SOURCE EXCERPT:

------------

Some of the best movies have been victims of bad timing. Horror movie The Thing struggled to fill seats with ET and Star Trek: The Wrath of Khan still playing, and The Shawshank Redemption just couldn’t cut through Pulp Fiction and Forrest Gump’s historic theatrical run.
2012’s Dredd, an action movie based on the flagship character from comics publisher 2000 AD, suffered at the hands of The Avengers and the MCU just starting to realise its power. Focused on Judge Dredd, a futuristic cop enforcing the law in a dystopian city that’d make Ridley Scott proud, this comic adaptation didn’t have any heroic sacrifices or Norse gods.
It’s practically the opposite of Earth’s mightiest heroes really, following a fascist policeman with complete jurisdiction making a violent drug bust. But such contrast to Marvel movies is what made Dredd feel special, in addition to being a tight thriller movie, and in the years since it’s become more and more ahead of its time.
In the world of Judge Dredd, the judges are the law – judge, jury, and executioner to the people of Mega-City One, a sprawling, post-nuclear concrete wasteland. They dress in heavy leather, wear black helmets that obscure their face, and their response is swift, final, and usually bloody, a necessity of stunningly high crime rates.

------------

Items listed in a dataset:
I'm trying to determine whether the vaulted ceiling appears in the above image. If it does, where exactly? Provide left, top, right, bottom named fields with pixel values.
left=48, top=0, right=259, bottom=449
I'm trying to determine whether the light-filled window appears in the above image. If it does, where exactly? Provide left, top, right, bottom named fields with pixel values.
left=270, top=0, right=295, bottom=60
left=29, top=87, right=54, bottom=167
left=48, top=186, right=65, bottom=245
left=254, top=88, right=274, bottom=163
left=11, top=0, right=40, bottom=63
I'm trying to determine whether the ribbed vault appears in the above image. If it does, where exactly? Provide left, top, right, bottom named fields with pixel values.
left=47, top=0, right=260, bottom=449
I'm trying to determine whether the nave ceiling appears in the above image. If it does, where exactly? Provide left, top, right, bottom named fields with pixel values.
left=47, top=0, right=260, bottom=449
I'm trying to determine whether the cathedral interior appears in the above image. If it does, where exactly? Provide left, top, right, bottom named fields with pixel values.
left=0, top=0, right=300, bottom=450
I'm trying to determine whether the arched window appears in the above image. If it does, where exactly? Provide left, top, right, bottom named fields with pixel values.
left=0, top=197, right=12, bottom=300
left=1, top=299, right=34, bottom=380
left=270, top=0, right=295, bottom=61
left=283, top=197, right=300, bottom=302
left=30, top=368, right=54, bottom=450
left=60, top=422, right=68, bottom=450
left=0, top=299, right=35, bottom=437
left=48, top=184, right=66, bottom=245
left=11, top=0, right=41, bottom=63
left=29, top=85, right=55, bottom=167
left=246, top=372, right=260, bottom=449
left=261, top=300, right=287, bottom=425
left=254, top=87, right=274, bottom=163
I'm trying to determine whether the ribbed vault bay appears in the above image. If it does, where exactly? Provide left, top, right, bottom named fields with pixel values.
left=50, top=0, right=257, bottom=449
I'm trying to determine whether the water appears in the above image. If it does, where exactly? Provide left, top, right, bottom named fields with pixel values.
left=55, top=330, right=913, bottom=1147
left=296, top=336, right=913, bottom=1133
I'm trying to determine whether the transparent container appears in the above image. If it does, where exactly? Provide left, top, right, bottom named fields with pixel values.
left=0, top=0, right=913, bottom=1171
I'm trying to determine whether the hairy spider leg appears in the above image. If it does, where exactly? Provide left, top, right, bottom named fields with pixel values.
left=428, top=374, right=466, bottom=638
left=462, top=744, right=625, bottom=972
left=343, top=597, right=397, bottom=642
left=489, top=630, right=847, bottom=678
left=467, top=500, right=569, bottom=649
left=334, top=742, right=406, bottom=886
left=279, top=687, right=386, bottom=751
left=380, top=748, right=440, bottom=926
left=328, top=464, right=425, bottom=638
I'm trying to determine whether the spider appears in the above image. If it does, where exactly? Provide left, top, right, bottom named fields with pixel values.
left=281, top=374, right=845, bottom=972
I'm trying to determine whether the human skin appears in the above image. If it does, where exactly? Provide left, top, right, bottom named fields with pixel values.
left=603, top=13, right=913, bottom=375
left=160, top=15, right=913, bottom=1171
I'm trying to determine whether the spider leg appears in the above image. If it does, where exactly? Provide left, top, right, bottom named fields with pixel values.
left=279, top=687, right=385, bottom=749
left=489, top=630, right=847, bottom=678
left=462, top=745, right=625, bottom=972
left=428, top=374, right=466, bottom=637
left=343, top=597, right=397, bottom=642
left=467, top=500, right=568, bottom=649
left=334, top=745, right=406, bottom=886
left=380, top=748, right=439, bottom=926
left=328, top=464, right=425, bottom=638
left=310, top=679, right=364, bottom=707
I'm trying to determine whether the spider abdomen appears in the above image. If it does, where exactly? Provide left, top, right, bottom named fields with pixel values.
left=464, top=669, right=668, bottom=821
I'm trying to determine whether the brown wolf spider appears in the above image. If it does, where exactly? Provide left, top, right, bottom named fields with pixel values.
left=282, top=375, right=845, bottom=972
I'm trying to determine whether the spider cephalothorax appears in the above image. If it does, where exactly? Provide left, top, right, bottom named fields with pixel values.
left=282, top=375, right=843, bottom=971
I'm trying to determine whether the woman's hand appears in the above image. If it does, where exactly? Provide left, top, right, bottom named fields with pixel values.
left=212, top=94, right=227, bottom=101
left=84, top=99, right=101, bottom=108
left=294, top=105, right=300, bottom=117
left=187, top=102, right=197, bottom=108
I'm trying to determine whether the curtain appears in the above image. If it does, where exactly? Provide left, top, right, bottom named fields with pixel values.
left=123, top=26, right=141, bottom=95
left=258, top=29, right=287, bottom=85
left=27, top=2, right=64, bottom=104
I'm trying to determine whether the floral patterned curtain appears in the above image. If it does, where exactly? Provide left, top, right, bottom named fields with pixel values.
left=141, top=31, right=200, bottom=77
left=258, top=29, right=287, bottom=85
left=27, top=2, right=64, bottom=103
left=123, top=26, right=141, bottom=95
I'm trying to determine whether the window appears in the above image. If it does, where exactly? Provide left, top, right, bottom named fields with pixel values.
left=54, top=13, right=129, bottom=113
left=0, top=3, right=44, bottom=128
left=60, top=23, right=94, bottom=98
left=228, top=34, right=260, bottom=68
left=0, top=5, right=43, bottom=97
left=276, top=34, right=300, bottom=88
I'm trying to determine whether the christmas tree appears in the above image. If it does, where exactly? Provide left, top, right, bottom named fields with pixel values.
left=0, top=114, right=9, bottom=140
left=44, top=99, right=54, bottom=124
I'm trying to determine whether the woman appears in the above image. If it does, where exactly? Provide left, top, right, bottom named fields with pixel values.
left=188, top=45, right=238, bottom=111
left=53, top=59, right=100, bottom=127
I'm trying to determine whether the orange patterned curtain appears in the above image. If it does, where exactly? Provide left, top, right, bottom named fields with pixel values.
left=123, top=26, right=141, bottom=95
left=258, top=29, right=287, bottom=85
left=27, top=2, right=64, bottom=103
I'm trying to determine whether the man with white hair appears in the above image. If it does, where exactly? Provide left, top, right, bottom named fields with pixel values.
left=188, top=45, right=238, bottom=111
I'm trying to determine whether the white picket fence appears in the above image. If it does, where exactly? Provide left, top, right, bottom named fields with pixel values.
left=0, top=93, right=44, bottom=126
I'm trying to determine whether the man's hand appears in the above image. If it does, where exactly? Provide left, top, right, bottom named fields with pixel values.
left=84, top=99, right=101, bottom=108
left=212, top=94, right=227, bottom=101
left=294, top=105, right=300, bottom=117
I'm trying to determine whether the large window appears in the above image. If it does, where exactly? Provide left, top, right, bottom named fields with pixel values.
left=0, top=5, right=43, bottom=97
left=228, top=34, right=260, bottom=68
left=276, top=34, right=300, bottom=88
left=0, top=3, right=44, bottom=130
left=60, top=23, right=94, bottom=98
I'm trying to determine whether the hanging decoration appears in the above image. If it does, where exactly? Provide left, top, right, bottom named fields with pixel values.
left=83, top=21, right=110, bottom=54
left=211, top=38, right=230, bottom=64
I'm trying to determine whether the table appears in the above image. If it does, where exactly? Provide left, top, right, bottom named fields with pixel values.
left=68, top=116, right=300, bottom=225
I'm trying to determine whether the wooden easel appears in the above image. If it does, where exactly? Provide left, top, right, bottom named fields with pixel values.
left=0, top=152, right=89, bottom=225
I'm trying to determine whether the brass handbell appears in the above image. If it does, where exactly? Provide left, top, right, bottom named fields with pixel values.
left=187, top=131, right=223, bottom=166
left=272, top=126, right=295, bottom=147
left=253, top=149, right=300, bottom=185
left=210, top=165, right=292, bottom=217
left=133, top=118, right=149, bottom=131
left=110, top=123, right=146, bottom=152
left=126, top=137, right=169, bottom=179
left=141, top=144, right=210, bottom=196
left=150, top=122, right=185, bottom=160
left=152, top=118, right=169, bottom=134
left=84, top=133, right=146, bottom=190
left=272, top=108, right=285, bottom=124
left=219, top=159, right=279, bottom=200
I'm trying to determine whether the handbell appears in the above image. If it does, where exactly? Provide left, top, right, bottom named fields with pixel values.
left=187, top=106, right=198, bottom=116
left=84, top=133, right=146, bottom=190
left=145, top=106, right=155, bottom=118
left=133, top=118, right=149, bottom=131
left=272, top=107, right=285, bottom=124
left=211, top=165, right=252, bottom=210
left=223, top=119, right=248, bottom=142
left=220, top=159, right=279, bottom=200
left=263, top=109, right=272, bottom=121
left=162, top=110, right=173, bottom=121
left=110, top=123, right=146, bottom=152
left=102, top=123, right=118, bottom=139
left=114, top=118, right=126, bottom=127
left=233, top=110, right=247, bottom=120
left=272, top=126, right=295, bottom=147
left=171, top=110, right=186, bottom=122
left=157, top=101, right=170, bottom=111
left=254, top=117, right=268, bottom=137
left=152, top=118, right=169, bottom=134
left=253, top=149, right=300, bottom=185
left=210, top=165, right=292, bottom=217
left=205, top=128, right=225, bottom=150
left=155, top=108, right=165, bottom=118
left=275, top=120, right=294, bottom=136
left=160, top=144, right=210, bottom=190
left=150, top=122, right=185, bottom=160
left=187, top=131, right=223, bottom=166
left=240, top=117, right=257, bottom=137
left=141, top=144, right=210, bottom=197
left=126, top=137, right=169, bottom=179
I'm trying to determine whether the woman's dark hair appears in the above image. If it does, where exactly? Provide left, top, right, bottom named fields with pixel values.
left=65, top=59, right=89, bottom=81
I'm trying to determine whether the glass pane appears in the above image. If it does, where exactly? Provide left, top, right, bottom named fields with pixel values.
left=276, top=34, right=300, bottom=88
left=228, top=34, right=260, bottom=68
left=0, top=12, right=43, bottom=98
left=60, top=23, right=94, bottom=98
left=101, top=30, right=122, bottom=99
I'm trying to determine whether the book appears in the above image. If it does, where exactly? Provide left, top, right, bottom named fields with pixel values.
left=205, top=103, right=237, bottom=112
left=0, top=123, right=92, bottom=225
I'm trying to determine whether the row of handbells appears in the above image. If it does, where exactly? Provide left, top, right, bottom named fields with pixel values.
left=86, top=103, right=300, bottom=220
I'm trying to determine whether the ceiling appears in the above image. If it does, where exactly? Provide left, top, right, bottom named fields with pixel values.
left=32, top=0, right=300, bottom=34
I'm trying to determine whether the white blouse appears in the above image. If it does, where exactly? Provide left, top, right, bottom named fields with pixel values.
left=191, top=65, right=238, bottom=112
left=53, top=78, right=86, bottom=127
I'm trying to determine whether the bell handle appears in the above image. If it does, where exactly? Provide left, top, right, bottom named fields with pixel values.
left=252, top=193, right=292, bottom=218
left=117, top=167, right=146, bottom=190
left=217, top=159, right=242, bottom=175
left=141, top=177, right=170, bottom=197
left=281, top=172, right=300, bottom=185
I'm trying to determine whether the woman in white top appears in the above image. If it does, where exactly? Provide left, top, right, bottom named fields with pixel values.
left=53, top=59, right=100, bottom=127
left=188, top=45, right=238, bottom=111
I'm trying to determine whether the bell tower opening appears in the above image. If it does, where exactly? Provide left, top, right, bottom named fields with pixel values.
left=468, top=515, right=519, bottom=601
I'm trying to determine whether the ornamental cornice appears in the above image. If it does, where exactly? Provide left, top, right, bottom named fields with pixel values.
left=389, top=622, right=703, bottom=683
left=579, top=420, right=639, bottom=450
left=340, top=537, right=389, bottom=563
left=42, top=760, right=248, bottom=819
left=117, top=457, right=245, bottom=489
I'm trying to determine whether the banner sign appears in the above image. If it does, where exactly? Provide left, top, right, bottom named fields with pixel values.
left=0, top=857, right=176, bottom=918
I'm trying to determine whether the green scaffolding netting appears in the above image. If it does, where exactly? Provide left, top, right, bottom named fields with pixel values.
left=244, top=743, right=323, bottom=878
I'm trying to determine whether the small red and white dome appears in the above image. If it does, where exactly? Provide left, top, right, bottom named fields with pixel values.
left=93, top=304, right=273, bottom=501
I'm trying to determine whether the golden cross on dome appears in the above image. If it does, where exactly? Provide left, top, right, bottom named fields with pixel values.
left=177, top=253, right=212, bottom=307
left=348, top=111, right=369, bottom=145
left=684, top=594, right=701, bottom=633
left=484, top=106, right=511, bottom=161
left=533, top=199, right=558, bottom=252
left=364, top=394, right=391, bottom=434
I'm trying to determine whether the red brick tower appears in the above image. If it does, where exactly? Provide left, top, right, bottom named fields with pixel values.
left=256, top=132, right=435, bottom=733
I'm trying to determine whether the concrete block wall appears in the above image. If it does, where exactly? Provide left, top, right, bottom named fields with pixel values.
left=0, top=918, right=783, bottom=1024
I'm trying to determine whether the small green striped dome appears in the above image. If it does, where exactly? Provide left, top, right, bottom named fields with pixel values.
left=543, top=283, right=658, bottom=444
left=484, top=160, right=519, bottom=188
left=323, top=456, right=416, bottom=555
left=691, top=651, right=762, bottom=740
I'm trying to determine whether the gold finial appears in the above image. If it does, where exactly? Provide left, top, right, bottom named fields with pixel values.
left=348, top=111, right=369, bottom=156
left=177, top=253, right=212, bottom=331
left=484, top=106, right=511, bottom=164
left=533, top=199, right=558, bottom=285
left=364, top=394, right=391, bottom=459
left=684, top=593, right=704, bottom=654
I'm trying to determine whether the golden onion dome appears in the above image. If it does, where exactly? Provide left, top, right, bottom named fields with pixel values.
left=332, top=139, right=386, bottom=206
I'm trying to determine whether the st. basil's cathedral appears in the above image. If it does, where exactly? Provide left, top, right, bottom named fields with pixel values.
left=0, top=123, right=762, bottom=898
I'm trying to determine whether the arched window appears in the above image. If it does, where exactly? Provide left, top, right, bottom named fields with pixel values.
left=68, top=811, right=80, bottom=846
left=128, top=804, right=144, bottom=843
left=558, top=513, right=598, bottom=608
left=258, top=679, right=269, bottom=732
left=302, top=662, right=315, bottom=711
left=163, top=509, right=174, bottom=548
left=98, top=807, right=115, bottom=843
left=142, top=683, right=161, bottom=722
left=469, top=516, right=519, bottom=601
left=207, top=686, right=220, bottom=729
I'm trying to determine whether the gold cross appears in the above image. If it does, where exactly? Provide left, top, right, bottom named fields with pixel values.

------------

CHALLENGE 1:
Translate this sentence from the Dredd article into Spanish: "In the world of Judge Dredd, the judges are the law – judge, jury, and executioner to the people of Mega-City One, a sprawling, post-nuclear concrete wasteland."
CHALLENGE 2:
Please pick up the Dredd article right after its final sentence and keep writing it.

WRITTEN ANSWER 1:
En el mundo de Judge Dredd, los jueces son la ley: juez, jurado y verdugo para la gente de Mega-City One, un extenso páramo de hormigón posnuclear.

WRITTEN ANSWER 2:
Of these heavily-armed enforcers, Dredd is revered as one of the most fearsome, an unflappable purveyor of the legal system. He’s recognised by his iron chin, a constant scowl worn by Karl Urban for the movie. Suited up, jawline in grimace position, his Lawmaster bike fully fueled, Dredd responds to a call about some executed dealers in a slum apartment block.
He has the rookie psychic Anderson (Olivia Thirlby) at his side, and their investigation triggers pushback from druglord Ma-Ma (Lena Headey), who traps them inside the building. Knowing escape is up and through Ma-Ma, Dredd and Anderson begin their ascent.
A key element of Judge Dredd is that, though he excels in his field, he is just another judge doing his job. This is intrinsic to Dredd’s stakes, which merely pivot on whether or not he apprehends his target. If he does so, great; if he doesn’t, he dies trying – exactly how he’d want to go out. Ma-Ma isn’t an existential threat to the city, she’s just who needs to be arrested that day, and Dredd got the assignment.
Typical thriller screenwriting, employed by writer Alex Garland as a way of accentuating Judge Dredd as a vehicle for great action storytelling, and touching on the character as a satire of superheroes. We go in expecting John McClane on steroids, and while we get that, the film doesn’t revel in it.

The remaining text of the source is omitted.